→ Aim:
Could you rewrite the lines of the records as a numbered list, starting at the line that contains "Target: turtle rear flipper" and ending at the end of the records, both ends included, with blank lines and any pictures left out?

------------------------

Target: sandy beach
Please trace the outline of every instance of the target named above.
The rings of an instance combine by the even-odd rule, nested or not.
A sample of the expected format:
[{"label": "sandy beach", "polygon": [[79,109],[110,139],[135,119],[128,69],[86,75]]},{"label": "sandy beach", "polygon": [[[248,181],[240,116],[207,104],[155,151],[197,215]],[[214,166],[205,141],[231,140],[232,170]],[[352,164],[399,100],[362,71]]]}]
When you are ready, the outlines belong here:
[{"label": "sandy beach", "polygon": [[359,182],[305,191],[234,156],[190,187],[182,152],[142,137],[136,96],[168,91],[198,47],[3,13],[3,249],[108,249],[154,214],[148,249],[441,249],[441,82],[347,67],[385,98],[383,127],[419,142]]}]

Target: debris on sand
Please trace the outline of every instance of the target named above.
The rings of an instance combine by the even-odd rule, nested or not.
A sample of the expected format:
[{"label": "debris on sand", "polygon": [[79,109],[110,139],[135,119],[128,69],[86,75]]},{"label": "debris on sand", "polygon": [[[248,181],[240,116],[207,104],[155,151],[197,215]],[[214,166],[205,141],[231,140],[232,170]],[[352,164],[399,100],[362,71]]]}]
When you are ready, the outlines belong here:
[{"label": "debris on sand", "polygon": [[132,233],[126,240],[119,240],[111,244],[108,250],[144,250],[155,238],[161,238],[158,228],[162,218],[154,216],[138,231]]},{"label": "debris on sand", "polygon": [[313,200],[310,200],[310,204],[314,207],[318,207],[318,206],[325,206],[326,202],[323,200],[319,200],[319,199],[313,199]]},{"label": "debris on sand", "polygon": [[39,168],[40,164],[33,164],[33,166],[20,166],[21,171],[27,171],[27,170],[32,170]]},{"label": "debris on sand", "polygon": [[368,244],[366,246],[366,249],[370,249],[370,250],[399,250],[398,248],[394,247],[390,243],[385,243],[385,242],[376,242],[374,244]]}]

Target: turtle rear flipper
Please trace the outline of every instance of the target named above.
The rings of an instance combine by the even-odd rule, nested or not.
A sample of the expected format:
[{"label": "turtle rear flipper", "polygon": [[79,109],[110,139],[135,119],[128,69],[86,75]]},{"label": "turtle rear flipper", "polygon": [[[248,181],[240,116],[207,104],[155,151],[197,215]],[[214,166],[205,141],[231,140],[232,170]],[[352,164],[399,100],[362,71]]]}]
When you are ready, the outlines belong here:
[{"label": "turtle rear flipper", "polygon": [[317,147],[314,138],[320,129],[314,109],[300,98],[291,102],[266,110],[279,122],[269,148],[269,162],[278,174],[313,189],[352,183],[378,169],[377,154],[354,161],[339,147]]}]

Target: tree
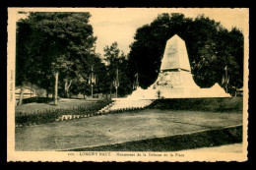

------------------------

→ Result for this exercise:
1. Target: turtle rear flipper
2. Please trace the outline of every instance of the target named above.
3. The rings of an instance combine by the even-odd rule, nested or not.
4. A sample of the expected format:
5. [{"label": "turtle rear flipper", "polygon": [[79,109],[110,139],[135,119],[128,69],[86,75]]},{"label": "turtle rear flipper", "polygon": [[[248,181],[240,116],[207,104],[155,151],[197,215]],[[214,166],[205,141],[231,140],[232,170]],[[352,164],[399,100],[362,71]]]}]
6. When you are ready, the outlines belong here:
7. [{"label": "turtle rear flipper", "polygon": [[317,147],[314,138],[320,129],[314,109],[300,98],[291,102],[266,110],[279,122],[269,148],[269,162],[278,174],[313,189],[352,183],[378,169],[377,154],[354,161],[339,147]]}]
8. Target: tree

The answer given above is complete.